Excerpt:

━━━━━━━━━━

The doctrine of purgatory is full of compassion, common sense, confidence, joy and eternal hope
Have you noticed how many Catholics seem to have forgotten purgatory?
When a loved one dies they say, “Aunt Hilda has gone to be with the Lord” or “Daddy is in heaven now.” or they comfort the bereaved by saying, “George is with his beloved Gladys now.” Or at Catholic funerals the preacher consoles the loved ones with talk about the departed being in heaven now.
This isn’t Catholic. It’s Protestant.
Most Protestants believe in the Calvinist doctrine of eternal security and think that as soon as a person dies they go straight to heaven. They quote the beautiful Bible verse, “to be absent in the body and be present with the Lord” (2 Corinthians 5:8). But St Paul is expressing his hope here, not a certainty. In context his words are, “We have confidence and would prefer to be absent from the body and present with the Lord.”
However, there is more going on here than just the influence of Bible believing Calvinists. The real influence in this Catholic theological drift is universalism and semi-universalism.

━━━━━━━━━━

Data for analysis:

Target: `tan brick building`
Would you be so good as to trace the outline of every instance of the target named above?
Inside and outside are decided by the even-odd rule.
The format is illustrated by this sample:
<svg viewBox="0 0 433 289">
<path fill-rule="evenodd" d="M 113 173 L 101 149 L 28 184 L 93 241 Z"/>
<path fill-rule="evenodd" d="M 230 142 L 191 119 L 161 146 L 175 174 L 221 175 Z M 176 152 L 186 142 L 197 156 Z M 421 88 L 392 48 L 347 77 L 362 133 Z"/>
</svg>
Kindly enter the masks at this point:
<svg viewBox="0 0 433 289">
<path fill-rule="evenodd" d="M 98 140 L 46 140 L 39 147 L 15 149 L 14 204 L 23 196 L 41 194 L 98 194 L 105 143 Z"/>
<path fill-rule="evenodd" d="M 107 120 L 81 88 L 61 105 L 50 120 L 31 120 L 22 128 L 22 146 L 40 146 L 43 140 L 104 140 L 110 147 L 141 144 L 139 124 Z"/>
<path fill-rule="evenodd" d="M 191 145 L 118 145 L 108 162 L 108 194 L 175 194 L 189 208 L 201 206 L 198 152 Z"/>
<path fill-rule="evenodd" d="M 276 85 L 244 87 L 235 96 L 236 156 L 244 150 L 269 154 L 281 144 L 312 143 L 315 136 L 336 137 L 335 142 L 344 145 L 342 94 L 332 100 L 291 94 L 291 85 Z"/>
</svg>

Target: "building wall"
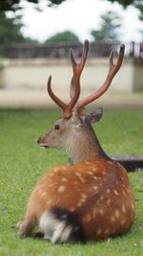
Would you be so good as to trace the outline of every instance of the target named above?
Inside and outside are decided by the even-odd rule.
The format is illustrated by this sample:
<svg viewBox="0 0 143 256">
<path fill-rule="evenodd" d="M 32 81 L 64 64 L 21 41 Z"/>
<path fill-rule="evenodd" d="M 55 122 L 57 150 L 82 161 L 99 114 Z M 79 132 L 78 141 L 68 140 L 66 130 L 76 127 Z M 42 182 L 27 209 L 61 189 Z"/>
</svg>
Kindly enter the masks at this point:
<svg viewBox="0 0 143 256">
<path fill-rule="evenodd" d="M 91 58 L 81 77 L 82 91 L 93 91 L 105 81 L 108 58 Z M 7 89 L 45 89 L 48 77 L 55 92 L 67 91 L 72 77 L 72 64 L 67 59 L 3 59 L 0 61 L 0 87 Z M 143 90 L 143 61 L 125 58 L 112 81 L 110 91 Z"/>
</svg>

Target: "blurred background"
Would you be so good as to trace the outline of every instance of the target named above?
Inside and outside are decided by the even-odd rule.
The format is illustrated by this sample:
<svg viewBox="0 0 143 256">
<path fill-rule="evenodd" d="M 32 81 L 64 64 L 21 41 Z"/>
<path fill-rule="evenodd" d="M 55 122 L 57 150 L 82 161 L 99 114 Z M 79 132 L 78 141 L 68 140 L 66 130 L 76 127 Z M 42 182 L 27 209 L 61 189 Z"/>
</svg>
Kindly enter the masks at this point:
<svg viewBox="0 0 143 256">
<path fill-rule="evenodd" d="M 78 59 L 91 42 L 81 78 L 81 97 L 105 81 L 109 57 L 126 47 L 122 67 L 108 93 L 107 108 L 143 108 L 142 0 L 0 1 L 0 107 L 48 107 L 47 80 L 69 101 L 72 76 L 69 51 Z"/>
</svg>

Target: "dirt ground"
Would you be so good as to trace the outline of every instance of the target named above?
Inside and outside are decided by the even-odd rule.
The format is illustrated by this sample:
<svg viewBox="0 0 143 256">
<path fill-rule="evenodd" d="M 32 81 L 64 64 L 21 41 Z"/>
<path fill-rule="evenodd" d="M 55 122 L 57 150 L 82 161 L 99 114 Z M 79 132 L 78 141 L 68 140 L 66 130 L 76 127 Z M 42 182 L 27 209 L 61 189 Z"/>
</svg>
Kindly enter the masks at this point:
<svg viewBox="0 0 143 256">
<path fill-rule="evenodd" d="M 82 95 L 85 98 L 87 95 Z M 58 97 L 68 103 L 67 92 L 61 92 Z M 92 106 L 103 106 L 106 109 L 143 109 L 142 93 L 106 93 Z M 51 100 L 46 90 L 0 90 L 0 107 L 12 108 L 53 108 L 55 104 Z M 57 106 L 58 107 L 58 106 Z"/>
</svg>

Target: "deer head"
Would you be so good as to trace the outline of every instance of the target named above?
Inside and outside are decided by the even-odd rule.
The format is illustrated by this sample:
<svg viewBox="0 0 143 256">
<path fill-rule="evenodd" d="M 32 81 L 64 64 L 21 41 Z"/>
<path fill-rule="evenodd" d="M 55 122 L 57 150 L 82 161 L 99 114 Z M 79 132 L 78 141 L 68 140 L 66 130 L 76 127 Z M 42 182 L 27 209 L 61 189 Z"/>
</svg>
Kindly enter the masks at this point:
<svg viewBox="0 0 143 256">
<path fill-rule="evenodd" d="M 38 235 L 52 243 L 104 240 L 129 231 L 133 223 L 134 198 L 127 172 L 106 156 L 92 128 L 92 122 L 99 121 L 102 108 L 90 115 L 84 111 L 85 105 L 110 86 L 121 66 L 124 46 L 120 47 L 115 65 L 112 53 L 109 74 L 100 89 L 78 102 L 79 78 L 88 49 L 89 42 L 85 41 L 79 64 L 71 51 L 73 77 L 68 105 L 51 91 L 50 77 L 48 91 L 63 109 L 63 118 L 38 140 L 42 147 L 67 150 L 76 164 L 57 166 L 39 180 L 19 225 L 20 238 L 31 236 L 38 225 Z"/>
<path fill-rule="evenodd" d="M 85 160 L 85 157 L 86 160 L 92 160 L 97 155 L 105 155 L 92 128 L 92 123 L 100 120 L 103 110 L 100 107 L 86 115 L 84 107 L 107 91 L 113 77 L 121 67 L 124 48 L 124 45 L 121 45 L 116 64 L 113 63 L 113 51 L 112 52 L 110 68 L 104 83 L 97 91 L 81 101 L 78 101 L 80 96 L 80 76 L 87 60 L 89 41 L 85 40 L 84 42 L 82 58 L 79 63 L 76 63 L 73 52 L 71 50 L 71 60 L 73 70 L 71 81 L 71 101 L 67 105 L 52 92 L 51 85 L 51 76 L 50 76 L 48 93 L 55 104 L 62 108 L 63 118 L 54 124 L 51 130 L 46 132 L 38 139 L 39 146 L 65 150 L 70 153 L 73 163 Z"/>
</svg>

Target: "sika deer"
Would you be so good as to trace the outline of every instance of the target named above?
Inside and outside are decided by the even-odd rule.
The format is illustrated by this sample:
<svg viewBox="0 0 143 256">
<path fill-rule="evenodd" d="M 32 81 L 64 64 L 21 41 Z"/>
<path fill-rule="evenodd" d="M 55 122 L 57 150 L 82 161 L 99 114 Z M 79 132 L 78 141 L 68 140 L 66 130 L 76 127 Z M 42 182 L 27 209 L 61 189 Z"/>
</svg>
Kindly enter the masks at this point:
<svg viewBox="0 0 143 256">
<path fill-rule="evenodd" d="M 112 53 L 109 74 L 100 89 L 78 102 L 79 80 L 88 50 L 86 40 L 79 64 L 71 51 L 73 77 L 68 105 L 53 94 L 51 77 L 49 79 L 48 92 L 63 109 L 63 119 L 41 136 L 38 144 L 65 150 L 73 165 L 57 166 L 37 183 L 25 221 L 19 226 L 21 238 L 30 236 L 33 227 L 39 225 L 44 238 L 52 243 L 104 240 L 129 231 L 133 223 L 134 199 L 126 170 L 106 155 L 92 128 L 92 122 L 99 121 L 102 108 L 92 115 L 84 112 L 84 106 L 110 86 L 122 64 L 124 46 L 120 47 L 116 64 Z"/>
</svg>

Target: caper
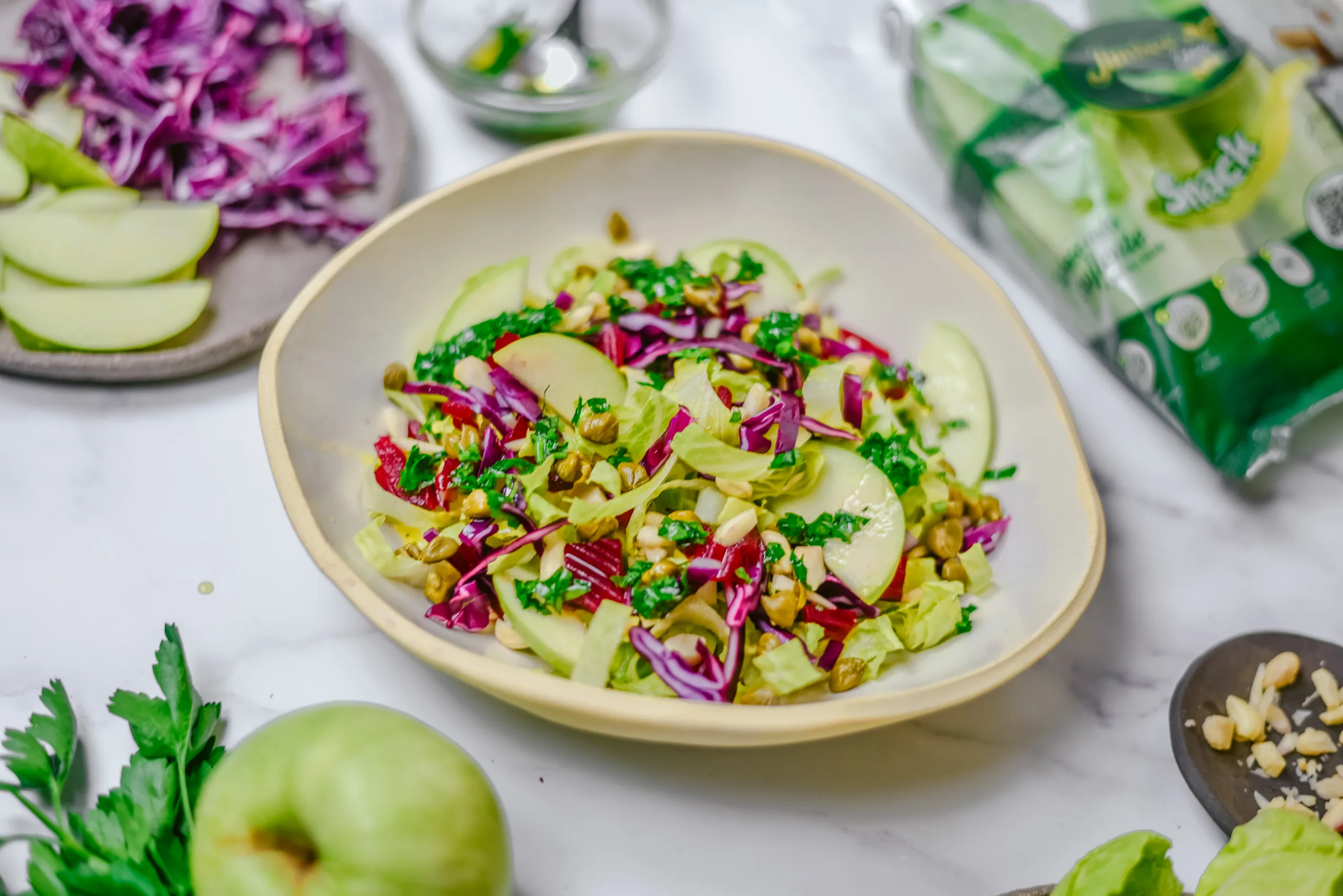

━━━━━━━━━━

The problem:
In the excerpt on purgatory, which doctrine does it say most Protestants believe in?

Response:
The Calvinist doctrine of eternal security.